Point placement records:
※
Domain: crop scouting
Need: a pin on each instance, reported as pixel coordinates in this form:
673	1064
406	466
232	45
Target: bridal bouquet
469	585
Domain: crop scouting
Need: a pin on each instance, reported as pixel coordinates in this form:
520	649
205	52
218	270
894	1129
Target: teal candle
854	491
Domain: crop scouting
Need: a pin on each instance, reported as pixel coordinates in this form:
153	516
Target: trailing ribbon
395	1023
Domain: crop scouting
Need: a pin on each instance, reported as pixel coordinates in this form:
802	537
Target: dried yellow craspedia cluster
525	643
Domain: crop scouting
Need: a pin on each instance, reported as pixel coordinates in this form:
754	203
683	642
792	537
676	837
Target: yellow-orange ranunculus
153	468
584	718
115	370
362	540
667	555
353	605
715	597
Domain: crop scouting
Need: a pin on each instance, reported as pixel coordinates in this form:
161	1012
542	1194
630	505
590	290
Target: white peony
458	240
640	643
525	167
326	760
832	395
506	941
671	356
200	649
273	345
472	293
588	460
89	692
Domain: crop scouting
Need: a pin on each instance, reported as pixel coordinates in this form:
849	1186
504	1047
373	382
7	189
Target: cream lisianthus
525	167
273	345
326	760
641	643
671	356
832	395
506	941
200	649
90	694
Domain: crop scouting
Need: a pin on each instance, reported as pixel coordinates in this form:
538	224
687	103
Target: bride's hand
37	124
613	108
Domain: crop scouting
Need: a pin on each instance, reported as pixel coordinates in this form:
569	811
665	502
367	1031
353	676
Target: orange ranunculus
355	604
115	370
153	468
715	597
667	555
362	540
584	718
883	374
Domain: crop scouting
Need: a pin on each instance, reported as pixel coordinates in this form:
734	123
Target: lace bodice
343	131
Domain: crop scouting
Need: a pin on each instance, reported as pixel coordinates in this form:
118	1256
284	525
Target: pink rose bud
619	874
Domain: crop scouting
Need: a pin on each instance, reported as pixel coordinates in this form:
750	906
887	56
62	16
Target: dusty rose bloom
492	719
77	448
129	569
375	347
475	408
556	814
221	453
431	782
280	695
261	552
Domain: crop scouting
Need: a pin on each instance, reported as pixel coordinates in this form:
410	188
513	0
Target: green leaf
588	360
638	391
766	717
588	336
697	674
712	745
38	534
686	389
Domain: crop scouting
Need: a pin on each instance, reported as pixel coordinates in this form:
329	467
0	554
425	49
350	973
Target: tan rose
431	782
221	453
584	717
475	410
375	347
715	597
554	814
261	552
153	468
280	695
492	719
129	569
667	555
※
Pick out each line of the records that contains the word "orange" and copy those lines.

Target: yellow-orange ranunculus
Target: orange ranunculus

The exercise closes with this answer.